### Trecho
Em uma cena de Dom, série brasileira que estreia nesta sexta, 4/6, na Amazon Prime Video, o pai de Pedro, desesperado com o sumiço do filho pelos morros do Rio de Janeiro em busca de drogas, questiona a empregada da família. Ela também mãe em desespero de um rapaz envolvido com drogas, devolve o questionamento, o filho dela era pobre e sempre viveu no morro, mas qual era a desculpa de Pedro?
A pergunta paira por toda a série como também pairou por toda a história real de Pedro Machado Lomba Neto, rapaz da classe média carioca que, de fato, não tinha em sua biografia quaisquer das carências sociais e financeiras que podem tornar o crime uma saída. Bonito, charmoso, surfista, não faltaram a Pedro dinheiro, acesso à educação ou apoio familiar quando o vício se confirmou. Uma sequência de internações tentou afastá-lo das drogas. Mas, Pedro passaria à história como líder de uma quadrilha especializada em roubos a residências, onde seus cabelos loiros e olhos verdes facilitavam a entrada e desligavam as desconfianças de porteiros e seguranças. Dom, alcunha que adotou desde adolescente, resgata a história de Pedro e também de seu pai, Victor, ironicamente um policial que testemunhou a chegada da cocaína ao Brasil e o rastro de destruição que a acompanhou.
######
### Exercício
Segundo o trecho sobre a série Dom, qual era a profissão de Victor, o pai de Pedro?
### Material fornecido
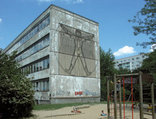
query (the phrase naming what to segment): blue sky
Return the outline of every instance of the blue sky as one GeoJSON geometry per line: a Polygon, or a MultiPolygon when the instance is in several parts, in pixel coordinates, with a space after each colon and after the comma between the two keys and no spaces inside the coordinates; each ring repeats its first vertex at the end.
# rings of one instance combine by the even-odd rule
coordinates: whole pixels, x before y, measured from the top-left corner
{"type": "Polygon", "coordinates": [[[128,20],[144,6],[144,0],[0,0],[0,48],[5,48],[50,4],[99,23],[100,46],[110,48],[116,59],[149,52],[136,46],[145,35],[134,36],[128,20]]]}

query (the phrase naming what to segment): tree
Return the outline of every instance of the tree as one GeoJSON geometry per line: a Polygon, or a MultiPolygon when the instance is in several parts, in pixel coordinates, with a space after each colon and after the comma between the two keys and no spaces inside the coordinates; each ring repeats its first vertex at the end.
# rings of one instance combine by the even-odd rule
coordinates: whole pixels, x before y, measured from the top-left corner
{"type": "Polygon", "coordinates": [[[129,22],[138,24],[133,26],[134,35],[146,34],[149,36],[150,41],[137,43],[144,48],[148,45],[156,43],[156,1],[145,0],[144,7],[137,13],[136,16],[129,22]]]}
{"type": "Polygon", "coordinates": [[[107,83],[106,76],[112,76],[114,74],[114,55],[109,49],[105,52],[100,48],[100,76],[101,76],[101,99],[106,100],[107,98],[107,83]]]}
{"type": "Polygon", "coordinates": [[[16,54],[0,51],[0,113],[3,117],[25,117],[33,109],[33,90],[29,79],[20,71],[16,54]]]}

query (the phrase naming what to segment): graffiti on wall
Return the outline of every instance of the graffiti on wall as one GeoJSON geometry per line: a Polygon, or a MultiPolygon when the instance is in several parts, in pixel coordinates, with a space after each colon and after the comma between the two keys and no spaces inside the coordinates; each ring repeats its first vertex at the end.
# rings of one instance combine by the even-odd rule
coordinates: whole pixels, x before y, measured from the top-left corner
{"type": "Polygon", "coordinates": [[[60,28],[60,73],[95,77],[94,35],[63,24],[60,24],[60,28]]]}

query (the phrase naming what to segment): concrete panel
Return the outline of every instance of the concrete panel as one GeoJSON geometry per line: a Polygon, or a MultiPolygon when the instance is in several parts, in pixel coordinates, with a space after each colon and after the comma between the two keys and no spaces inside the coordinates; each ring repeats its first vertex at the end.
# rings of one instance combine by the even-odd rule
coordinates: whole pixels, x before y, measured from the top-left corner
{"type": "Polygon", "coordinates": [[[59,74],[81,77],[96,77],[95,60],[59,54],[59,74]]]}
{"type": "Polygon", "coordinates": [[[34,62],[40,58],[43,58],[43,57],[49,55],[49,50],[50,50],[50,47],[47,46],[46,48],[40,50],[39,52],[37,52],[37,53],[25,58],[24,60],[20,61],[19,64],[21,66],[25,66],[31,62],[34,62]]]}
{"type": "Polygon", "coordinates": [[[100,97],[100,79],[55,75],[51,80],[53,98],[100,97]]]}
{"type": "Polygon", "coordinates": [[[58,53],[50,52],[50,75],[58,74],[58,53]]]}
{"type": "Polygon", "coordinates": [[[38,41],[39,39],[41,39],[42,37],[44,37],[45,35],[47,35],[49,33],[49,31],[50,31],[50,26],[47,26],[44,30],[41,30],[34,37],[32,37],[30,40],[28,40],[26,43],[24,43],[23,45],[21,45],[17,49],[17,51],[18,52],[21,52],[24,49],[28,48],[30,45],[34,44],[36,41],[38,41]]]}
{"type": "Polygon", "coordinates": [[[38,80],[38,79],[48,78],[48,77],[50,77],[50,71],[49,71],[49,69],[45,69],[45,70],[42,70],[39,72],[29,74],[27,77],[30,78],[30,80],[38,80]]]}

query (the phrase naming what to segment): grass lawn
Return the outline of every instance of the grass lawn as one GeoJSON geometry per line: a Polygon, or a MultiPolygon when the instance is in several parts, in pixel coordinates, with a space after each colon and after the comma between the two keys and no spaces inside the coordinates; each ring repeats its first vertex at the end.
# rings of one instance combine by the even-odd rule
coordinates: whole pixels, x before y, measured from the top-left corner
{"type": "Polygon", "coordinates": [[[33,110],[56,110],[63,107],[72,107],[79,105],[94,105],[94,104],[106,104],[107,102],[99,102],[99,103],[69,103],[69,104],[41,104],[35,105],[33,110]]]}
######
### Resposta
Victor era policial.